Yes, for grades 6-12. I graduated in 2011.
Any favorite teachers or memories from your Fellowship days?
Mr. Morecraft (I suppose Dr. Morecraft now) remains the best educator I have ever had. I have always been a good writer, but most of the techniques and devices that set me apart in college and even today come from what he taught me. More than that though, he wove an incredible thread, teaching us about the text or the passages we read, about ourselves, about God, about history. Dr. Morecraft made reading an experiential journey, and he made writing a creative and intellectual adventure. We were never told how to make sense of the theological questions in the Scarlet Letter, or the social anxieties in "The Love Song of J. Alfred Prufrock", or the tragedy and conflict in "Popular Mechanics". But I remember these works because of the discussions we led and he facilitated in our class. I remember the comments my classmates made, the ways we tried to analyze and understand what the writer meant, the methods built into the text that brought the reader in and made us feel connected to the story. By making us better readers, Dr. Morecraft made me a better writer. And perhaps most remarkably, his was the only class I have ever had where no student sat on the sidelines. The most engaged and the most apathetic students were equally enthralled in the discussion, debating these ideas, challenging each other, and teaching one another. I can honestly say I scarcely remember much of what Dr. Morecraft said, himself, in any one of our classes--but I remember being excited for a class full of discussion every time I walked in, and inspired by what I learned every time I walked out.
After Fellowship, where did you attend college?
I graduated with a degree in Finance from the Raymond J. Harbert College of Business at Auburn University in 2015.
Why did you choose Auburn University?
I spent most of my life going to nearly every Auburn home football game and fell in love with the campus at a young age. A Cam Newton-led national championship victory during my senior year of high school, of course, made the decision even more exciting. However, given the cost of out-of-state tuition, I was fortunate to have earned a significant scholarship, without which Auburn might not have been an option for me.
What were your favorite classes at Auburn?
Two classes come to mind, and for different reasons:
My favorite class at Auburn was Advanced Financial Institutions and Systems, a graduate level course that I only took because of the professor, Dr. Damian McIntosh, who I took in the prerequisite the year before. Dr. McIntosh was a brilliant and renowned expert in financial institutions, but his greatest impact was how we ran his classroom. If students did not engage--ask questions, debate ideas, and push back on his arguments--he would sit quietly and wait for us to begin class. He made all of us want to come to class over-prepared, because the discussion was the only way we could learn the material and we were expected to drive the discussion.
Another was a class on Financial Measurements. The material wasn't particularly exciting, but our professor ran a "reverse classroom," which I wish I saw more of throughout high school and college. She would send the lecture to us online, which had some questions in it just to make sure we were following along. Then, when we came to class, we had a set of problems or projects to complete. We were given the choice to do them as a group or by ourselves, with our professor there to answer any questions we had. Once we finished, we could leave; if we did not finish by the end of class, we only got credit for what we did complete. I thought this was a brilliant way to teach, especially for college students, and always wondered why more classes were not structured this way.

══════════

Pick up the alumni interview about favorite teachers and classes right after its last sentence, and keep going in the same question-and-answer style.

══════════

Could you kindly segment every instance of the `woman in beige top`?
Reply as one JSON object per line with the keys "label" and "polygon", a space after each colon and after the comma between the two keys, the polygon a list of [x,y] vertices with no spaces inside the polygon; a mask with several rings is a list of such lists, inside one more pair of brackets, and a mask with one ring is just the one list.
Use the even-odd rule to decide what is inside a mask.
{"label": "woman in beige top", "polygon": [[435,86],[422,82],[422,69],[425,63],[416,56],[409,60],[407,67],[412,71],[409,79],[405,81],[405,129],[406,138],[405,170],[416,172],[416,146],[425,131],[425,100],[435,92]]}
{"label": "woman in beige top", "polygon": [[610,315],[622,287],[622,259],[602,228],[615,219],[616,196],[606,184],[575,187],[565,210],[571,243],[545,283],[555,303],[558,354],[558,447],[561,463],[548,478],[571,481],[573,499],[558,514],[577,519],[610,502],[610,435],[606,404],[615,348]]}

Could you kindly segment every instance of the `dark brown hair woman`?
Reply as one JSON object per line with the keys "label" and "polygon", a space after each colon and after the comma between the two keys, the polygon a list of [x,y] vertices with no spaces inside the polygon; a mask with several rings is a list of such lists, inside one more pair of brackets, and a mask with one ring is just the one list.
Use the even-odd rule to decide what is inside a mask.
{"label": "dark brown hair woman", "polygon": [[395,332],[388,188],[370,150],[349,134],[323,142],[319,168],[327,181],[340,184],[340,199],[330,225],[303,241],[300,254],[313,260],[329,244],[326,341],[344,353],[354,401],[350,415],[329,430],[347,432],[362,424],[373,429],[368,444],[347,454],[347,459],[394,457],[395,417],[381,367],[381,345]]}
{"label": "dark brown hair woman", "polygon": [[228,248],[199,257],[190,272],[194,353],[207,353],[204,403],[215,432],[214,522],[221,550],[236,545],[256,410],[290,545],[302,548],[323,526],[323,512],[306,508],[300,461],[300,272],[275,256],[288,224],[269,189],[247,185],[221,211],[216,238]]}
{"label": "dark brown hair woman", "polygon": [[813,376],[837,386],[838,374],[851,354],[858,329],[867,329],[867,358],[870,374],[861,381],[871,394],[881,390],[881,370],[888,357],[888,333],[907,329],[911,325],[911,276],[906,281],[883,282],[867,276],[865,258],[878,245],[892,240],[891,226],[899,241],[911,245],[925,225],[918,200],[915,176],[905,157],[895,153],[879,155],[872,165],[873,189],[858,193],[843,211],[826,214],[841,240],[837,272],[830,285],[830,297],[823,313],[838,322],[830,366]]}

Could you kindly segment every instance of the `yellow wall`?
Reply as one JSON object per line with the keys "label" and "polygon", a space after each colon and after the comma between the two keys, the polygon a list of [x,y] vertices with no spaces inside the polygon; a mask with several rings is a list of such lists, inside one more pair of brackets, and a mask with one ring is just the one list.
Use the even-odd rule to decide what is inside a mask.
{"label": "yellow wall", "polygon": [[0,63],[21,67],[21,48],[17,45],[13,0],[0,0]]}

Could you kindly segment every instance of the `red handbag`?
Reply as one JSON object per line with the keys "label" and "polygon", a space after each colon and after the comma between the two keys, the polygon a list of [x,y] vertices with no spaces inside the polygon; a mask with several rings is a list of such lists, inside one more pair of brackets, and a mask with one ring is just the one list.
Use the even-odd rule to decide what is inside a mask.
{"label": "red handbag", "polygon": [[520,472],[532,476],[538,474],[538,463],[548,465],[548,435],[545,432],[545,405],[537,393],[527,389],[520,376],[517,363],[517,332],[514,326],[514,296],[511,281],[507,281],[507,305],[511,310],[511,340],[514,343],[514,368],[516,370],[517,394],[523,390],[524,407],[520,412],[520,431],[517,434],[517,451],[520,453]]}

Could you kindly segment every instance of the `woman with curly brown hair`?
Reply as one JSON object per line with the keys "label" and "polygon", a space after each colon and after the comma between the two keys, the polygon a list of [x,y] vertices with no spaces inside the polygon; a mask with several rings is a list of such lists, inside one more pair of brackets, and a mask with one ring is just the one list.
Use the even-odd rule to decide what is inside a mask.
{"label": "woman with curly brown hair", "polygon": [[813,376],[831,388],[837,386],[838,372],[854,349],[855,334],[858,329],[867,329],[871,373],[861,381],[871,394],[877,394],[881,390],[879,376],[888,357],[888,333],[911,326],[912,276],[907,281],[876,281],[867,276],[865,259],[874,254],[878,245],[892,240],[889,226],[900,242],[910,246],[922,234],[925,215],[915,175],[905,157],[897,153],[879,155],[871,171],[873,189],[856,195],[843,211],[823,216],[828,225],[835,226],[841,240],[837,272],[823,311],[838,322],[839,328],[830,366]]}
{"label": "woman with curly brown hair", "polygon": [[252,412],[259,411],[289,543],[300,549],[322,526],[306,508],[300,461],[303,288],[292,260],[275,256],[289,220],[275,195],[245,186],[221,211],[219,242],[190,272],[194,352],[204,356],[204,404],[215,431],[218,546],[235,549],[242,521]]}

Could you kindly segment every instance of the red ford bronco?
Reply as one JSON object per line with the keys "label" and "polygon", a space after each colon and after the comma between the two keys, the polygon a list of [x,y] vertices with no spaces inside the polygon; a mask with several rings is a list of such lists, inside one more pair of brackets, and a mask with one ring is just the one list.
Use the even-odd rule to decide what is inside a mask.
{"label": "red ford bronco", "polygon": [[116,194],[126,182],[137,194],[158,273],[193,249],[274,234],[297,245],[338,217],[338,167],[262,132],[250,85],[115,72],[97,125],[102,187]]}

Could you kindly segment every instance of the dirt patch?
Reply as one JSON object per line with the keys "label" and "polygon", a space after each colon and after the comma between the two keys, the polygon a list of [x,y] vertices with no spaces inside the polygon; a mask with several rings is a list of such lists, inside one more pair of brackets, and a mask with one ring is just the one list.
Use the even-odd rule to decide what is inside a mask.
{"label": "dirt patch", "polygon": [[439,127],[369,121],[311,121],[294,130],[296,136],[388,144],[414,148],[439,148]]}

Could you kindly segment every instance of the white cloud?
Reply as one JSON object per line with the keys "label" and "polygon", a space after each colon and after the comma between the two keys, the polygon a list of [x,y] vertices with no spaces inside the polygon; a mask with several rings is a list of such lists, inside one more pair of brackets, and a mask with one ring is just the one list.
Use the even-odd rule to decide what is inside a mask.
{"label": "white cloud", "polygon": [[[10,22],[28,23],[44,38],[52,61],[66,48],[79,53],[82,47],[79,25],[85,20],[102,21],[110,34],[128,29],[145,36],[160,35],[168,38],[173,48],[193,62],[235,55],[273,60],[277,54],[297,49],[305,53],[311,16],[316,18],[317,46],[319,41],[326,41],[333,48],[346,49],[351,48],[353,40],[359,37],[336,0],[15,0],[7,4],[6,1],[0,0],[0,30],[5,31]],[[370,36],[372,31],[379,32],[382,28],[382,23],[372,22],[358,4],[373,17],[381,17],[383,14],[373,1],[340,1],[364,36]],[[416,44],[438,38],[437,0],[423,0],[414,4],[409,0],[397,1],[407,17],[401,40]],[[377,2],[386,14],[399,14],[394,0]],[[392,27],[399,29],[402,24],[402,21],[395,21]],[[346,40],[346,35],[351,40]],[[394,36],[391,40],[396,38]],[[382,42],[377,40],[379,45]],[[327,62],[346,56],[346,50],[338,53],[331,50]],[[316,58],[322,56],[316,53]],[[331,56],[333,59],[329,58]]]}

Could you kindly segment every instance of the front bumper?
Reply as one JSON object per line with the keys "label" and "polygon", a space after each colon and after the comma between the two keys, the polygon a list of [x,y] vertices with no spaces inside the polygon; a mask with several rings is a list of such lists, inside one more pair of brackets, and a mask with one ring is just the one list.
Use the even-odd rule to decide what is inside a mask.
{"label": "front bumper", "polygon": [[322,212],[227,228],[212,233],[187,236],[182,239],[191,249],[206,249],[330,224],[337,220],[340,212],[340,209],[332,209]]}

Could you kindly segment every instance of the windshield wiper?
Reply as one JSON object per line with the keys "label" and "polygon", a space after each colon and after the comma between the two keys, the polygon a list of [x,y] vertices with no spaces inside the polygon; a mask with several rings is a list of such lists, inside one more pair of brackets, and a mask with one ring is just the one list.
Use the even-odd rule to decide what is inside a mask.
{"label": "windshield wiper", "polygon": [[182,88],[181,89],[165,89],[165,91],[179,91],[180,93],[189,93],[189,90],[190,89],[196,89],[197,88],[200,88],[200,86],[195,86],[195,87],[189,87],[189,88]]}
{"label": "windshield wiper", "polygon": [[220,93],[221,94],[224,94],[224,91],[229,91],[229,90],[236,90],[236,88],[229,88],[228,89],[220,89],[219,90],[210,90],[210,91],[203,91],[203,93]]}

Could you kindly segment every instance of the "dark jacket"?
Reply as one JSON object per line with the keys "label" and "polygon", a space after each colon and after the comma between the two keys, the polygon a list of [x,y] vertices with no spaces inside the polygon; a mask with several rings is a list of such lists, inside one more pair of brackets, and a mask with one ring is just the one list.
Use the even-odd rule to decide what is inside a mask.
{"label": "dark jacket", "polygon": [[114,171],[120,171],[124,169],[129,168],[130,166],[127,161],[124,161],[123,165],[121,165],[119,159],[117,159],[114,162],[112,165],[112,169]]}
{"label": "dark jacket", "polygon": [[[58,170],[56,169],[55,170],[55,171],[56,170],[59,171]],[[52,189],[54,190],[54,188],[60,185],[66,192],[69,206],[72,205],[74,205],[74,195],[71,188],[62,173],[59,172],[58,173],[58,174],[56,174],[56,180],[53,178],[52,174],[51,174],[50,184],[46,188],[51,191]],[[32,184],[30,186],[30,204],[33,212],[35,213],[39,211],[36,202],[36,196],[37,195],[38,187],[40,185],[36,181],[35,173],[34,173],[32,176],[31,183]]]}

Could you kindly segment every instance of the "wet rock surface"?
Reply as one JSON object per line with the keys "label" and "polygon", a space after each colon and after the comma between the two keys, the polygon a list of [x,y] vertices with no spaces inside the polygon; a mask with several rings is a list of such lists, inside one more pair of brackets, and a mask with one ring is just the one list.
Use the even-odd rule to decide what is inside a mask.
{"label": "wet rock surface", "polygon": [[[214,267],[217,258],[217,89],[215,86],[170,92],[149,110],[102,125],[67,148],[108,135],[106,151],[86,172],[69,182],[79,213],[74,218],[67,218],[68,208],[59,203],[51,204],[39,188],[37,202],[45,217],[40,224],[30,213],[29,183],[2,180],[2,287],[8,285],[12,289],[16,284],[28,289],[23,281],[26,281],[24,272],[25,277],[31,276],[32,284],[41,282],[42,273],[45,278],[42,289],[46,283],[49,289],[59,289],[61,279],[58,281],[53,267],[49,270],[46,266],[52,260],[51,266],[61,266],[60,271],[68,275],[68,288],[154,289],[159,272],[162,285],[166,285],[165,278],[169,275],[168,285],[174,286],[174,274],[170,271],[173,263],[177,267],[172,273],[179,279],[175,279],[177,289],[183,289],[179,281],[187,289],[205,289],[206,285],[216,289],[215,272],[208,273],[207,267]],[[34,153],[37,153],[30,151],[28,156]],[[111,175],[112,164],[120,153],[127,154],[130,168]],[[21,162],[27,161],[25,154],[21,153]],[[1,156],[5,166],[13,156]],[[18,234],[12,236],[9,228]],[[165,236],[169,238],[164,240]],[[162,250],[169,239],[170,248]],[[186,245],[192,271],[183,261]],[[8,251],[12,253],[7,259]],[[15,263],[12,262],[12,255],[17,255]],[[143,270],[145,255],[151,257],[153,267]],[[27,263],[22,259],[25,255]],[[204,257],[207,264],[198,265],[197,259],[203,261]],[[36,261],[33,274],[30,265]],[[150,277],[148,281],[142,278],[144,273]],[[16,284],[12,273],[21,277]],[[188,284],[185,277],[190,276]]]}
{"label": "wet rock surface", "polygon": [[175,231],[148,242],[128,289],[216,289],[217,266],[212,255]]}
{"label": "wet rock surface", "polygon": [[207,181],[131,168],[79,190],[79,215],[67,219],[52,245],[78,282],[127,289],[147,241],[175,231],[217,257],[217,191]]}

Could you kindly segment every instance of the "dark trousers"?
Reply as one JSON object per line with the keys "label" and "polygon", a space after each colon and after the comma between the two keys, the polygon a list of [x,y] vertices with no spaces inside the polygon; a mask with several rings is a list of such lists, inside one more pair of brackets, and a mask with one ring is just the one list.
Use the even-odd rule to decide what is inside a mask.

══════════

Answer to the problem:
Tell us a little about your career path after college.
Like most people in my field, I arrived here largely by accident. I originally wanted to work in economic development in my hometown community--recruiting businesses to Cobb County, helping businesses within the community grow and expand, and fostering the development of new, homegrown businesses. I had a chance to intern with the Cobb Chamber's economic development office and quickly became fascinated with how many factors affect job creation in a community--cost of real estate, tax policy, transportation and, most importantly, available workers with the skills that businesses are looking to hire. The more I learned in this internship, the more I found that a skilled workforce was the most important way a community could remain competitive in economic growth, and I proposed that the chamber develop a comprehensive strategy for addressing the mismatch between what students learn in high school and college and the skills that employers are looking for in the jobs they are creating.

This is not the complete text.